» List of tasks:
a: In the ACA International board announcement, reproduce word for word the passage that begins at the words "Officers for 2014-2015" and stops after the words "Farmingdale, N.Y.  (president)".
b: Answer these questions using the ACA International board announcement:
(i) In which city was the 75th Anniversary Convention and Exposition held?
(ii) Which two of the elected board candidates are new to the board?
(iii) What location is listed for Rick Doane?
c: Resume the ACA International board announcement from where it stops.

» Text segment:
ACA International elected its new 2014-2015 board of directors and officers at its 75th Anniversary Convention and Exposition in Chicago. Five board of director candidates were elected by the Council of Delegates, two of whom, Roger Weiss and Michael Frost, are new to the board. Once the new board was elected, the board of directors met to choose officers for the coming year.

Former President Tom Stockton and Lorraine Lyons also announced that they will be leaving the ACA International board of directors.

Officers for 2014-2015

  • Rick Doane, president
  • Jim Richards, president-elect
  • Keith Kettelkamp, treasurer

2014-2015 Board of Directors

  • Rick Doane – Farmingdale, N.Y.  (president)
  • Jim Richards – Duluth, Ga.  (president-elect)
  • Keith Kettelkamp – Princeton, N.J.  (treasurer)

» Dataset extract:
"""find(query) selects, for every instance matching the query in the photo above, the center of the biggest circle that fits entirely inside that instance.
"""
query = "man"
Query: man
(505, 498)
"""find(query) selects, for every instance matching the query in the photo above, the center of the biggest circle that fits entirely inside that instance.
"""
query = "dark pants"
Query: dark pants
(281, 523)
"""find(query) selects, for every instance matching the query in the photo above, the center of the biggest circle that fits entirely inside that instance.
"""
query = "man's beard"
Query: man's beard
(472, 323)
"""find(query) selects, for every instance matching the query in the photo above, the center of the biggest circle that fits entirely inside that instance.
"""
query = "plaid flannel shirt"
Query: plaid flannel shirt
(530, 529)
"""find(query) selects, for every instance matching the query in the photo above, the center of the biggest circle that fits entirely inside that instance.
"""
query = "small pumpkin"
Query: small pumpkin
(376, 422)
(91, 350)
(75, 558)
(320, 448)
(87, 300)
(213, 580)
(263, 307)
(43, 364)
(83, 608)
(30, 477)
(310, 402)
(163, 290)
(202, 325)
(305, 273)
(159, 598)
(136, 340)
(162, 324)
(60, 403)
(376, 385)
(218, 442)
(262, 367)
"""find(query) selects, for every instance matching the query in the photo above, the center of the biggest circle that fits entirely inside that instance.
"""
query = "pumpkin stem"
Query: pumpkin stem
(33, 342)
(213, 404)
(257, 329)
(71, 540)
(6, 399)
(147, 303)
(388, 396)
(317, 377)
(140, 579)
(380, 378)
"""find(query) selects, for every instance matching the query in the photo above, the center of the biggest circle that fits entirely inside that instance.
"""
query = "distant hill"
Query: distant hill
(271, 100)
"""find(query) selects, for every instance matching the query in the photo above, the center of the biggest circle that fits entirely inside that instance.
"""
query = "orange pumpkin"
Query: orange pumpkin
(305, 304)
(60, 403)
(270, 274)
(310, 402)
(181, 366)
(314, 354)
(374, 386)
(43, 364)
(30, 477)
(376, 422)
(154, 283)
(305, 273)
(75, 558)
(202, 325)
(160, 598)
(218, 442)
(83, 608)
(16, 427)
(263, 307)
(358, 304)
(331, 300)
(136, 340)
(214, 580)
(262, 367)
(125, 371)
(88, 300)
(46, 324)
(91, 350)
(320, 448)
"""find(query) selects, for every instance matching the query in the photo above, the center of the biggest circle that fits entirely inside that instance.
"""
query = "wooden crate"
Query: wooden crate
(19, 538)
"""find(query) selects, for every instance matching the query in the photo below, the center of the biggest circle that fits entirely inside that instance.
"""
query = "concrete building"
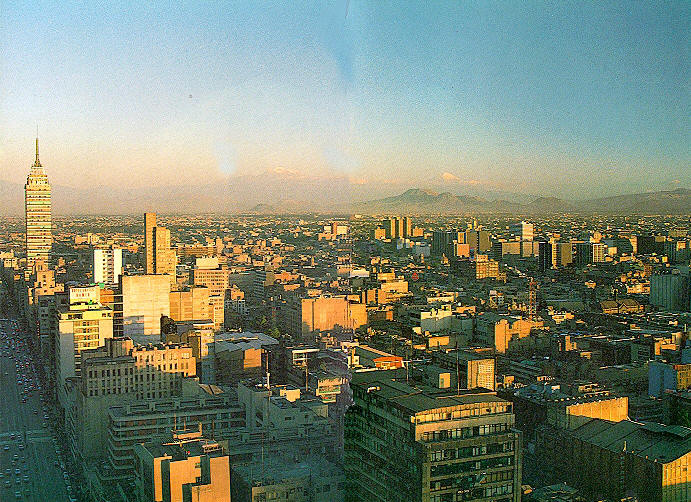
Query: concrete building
(476, 370)
(136, 422)
(313, 479)
(613, 460)
(190, 304)
(106, 265)
(117, 373)
(547, 403)
(140, 302)
(670, 291)
(664, 377)
(187, 468)
(523, 230)
(239, 356)
(82, 324)
(160, 258)
(408, 443)
(216, 279)
(481, 267)
(498, 331)
(305, 317)
(37, 206)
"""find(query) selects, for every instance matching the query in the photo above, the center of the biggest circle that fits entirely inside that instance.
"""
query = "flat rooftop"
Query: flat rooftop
(661, 443)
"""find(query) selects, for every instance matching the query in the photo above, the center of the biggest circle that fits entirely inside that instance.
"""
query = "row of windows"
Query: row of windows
(473, 493)
(464, 467)
(465, 432)
(460, 483)
(470, 451)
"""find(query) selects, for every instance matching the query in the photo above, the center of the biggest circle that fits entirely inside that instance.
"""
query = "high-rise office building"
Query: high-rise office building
(81, 323)
(160, 258)
(523, 230)
(106, 265)
(140, 302)
(186, 468)
(37, 213)
(407, 443)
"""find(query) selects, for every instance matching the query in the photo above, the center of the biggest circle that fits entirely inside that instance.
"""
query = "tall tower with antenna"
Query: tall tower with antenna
(37, 212)
(532, 299)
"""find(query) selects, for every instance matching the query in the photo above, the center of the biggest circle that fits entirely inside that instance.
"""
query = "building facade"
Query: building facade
(416, 444)
(37, 211)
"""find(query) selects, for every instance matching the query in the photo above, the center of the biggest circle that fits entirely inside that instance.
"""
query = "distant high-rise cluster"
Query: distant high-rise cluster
(350, 358)
(37, 191)
(160, 258)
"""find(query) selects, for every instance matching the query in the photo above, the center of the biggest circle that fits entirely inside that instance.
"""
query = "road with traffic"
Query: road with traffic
(31, 465)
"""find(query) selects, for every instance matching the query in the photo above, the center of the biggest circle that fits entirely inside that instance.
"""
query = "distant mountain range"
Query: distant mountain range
(427, 202)
(288, 195)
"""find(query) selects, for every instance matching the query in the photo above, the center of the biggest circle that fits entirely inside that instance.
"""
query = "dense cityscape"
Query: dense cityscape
(345, 251)
(348, 357)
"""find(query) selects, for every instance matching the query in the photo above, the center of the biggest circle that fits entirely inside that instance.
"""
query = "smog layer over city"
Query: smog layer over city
(345, 251)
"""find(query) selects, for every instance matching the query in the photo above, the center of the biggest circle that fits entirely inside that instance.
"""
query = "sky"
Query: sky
(567, 99)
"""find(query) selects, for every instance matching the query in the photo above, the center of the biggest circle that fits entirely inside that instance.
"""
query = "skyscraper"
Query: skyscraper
(106, 265)
(37, 214)
(160, 258)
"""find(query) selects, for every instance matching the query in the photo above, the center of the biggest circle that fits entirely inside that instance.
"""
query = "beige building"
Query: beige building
(187, 468)
(121, 372)
(216, 279)
(81, 325)
(37, 205)
(306, 316)
(139, 305)
(190, 304)
(160, 258)
(498, 331)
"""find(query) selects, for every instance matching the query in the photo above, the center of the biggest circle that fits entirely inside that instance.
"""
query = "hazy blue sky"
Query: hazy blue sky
(521, 96)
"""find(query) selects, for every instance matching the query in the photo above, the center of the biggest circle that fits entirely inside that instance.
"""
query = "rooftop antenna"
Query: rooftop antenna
(37, 163)
(458, 373)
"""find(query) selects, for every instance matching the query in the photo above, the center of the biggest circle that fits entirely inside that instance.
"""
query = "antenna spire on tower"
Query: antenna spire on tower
(37, 163)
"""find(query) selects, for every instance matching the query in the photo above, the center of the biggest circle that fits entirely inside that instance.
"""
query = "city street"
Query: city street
(30, 467)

» Responses per task:
a:
Officers for 2014-2015

  • Rick Doane, president
  • Jim Richards, president-elect
  • Keith Kettelkamp, treasurer

2014-2015 Board of Directors

  • Rick Doane – Farmingdale, N.Y.  (president)

b:
(i) Chicago
(ii) Roger Weiss and Michael Frost
(iii) Farmingdale, N.Y.

c:
  • Debra Ciskey – Bloomington, Ill.
  • Michael Frost – Cedar Rapids, Iowa
  • Michael Gardner, Sr. – Louisville, Ky.
  • Tom Gavinski – St. Paul, Minn.
  • William Hopkinson – Charlottesville, Va.
  • Nick Jarman – Lake St. Louis, Mo.
  • Matt Laws – Fort Morgan, Colo.
  • Tim Mabry – Hermiston, Ore.
  • Rick Perr – Philadelphia
  • Dan Russell – Rawlins, Wyo.
  • Mel Shaw – Los Angeles
  • Roger Weiss – St. Louis
  • Leslie Bender – Escondido, Calif. (ex-officio)
  • Pat Morris (CEO)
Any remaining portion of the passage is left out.